O artigo em foco relata os achados de um ensaio clínico randomizado de fase I/II, duplo cego e controlado, desenhado para avaliar a segurança e a eficácia de uma nanoemulsão de insulina (0,7 mg/mL ou 20 UI/mL) no tratamento do olho seco em pacientes com síndrome de Sjögren primária. Esta é a primeira investigação a explorar o uso de nanoemulsão de insulina tópica para a doença do olho seco especificamente nessa síndrome. A decisão de incluir apenas mulheres foi estratégica para homogeneizar a amostra, dada a complexidade multifatorial da doença do olho seco e a heterogeneidade das manifestações da síndrome de Sjögren.

Os pacientes foram orientados a aplicar uma gota em cada olho, três vezes ao dia, por 30 dias, mantendo seus lubrificantes habituais. A adesão ao protocolo foi rigorosamente monitorada pelo peso dos frascos.

#### O que fazer:
Transcreva do trecho sobre o colírio de insulina a parte que começa com as palavras "O artigo em" e vai até "peso dos frascos.". As entradas são um material à parte, sem relação com o trecho.

#### Material fornecido:
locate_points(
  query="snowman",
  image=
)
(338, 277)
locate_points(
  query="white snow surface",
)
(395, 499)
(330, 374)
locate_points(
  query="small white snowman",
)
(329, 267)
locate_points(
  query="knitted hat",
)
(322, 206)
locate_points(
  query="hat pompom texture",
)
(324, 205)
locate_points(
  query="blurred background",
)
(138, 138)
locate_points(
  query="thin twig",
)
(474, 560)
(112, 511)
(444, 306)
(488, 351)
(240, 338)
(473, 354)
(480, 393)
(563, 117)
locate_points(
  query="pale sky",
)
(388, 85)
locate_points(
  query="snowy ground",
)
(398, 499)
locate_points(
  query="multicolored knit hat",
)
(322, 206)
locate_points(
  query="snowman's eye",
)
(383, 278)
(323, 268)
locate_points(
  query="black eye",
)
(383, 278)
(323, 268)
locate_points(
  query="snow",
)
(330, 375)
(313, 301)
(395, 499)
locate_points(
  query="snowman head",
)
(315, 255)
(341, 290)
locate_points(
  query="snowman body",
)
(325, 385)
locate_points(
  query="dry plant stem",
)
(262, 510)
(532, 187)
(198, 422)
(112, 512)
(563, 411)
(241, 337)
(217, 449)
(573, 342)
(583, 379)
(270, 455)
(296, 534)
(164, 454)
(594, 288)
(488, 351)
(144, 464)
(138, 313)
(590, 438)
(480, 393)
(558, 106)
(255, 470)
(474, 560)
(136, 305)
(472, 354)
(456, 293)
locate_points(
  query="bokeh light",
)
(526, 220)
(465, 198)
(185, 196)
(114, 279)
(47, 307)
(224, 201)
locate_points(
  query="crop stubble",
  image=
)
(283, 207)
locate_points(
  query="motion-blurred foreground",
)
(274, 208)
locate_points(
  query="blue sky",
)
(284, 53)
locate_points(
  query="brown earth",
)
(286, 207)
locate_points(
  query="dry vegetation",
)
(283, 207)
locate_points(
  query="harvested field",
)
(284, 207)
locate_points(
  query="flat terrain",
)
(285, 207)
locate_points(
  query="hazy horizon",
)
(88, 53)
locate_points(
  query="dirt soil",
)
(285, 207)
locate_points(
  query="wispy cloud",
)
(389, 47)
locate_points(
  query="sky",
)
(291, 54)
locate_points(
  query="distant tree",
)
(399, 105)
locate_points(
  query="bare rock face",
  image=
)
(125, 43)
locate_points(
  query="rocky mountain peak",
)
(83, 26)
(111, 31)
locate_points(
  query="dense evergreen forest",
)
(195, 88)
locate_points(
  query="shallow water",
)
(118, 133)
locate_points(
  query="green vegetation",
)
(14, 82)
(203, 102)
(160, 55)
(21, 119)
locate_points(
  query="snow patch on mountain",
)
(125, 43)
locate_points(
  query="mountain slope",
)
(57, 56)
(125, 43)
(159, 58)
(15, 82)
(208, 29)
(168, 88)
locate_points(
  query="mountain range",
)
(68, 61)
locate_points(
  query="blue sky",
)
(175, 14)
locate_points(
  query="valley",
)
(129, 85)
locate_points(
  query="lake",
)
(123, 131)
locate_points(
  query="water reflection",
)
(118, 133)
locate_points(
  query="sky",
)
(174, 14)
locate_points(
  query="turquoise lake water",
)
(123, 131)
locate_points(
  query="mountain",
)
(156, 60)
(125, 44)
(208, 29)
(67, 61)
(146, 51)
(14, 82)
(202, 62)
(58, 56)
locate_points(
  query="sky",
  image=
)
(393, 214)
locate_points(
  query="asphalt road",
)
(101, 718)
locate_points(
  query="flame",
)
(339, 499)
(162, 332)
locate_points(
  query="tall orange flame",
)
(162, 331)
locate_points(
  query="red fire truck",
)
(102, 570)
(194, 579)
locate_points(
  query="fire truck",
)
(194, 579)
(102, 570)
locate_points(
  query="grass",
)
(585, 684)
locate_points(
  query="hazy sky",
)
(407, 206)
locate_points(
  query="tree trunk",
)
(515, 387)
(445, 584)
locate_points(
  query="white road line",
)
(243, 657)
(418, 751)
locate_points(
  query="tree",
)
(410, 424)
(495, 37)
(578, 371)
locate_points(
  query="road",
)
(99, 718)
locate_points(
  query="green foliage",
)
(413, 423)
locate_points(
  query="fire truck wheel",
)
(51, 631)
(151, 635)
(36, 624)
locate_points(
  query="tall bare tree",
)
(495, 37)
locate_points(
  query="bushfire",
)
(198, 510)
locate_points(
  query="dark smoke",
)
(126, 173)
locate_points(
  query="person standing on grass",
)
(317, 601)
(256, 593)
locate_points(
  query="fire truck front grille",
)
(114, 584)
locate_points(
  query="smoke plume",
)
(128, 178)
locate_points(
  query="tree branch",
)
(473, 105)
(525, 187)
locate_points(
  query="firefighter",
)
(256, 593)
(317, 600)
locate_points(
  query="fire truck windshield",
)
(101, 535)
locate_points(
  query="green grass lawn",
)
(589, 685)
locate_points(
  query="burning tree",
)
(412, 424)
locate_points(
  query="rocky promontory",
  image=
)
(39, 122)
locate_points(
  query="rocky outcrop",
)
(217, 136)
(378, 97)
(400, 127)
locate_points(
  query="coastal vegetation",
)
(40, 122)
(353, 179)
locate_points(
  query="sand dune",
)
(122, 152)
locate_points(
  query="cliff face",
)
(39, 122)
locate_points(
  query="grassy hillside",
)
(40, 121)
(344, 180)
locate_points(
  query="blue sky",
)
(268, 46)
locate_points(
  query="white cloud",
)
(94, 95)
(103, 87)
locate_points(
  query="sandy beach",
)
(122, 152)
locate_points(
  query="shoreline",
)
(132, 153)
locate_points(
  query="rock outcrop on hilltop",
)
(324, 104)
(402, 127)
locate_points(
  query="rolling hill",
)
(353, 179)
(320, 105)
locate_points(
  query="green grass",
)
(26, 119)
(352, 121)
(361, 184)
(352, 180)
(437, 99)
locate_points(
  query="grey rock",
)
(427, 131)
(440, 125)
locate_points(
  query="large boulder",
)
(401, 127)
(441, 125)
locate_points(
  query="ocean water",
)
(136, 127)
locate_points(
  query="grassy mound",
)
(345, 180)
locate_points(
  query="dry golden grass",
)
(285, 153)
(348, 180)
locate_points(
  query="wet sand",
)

#### Resposta da tarefa:
O artigo em foco relata os achados de um ensaio clínico randomizado de fase I/II, duplo cego e controlado, desenhado para avaliar a segurança e a eficácia de uma nanoemulsão de insulina (0,7 mg/mL ou 20 UI/mL) no tratamento do olho seco em pacientes com síndrome de Sjögren primária. Esta é a primeira investigação a explorar o uso de nanoemulsão de insulina tópica para a doença do olho seco especificamente nessa síndrome. A decisão de incluir apenas mulheres foi estratégica para homogeneizar a amostra, dada a complexidade multifatorial da doença do olho seco e a heterogeneidade das manifestações da síndrome de Sjögren.

Os pacientes foram orientados a aplicar uma gota em cada olho, três vezes ao dia, por 30 dias, mantendo seus lubrificantes habituais. A adesão ao protocolo foi rigorosamente monitorada pelo peso dos frascos.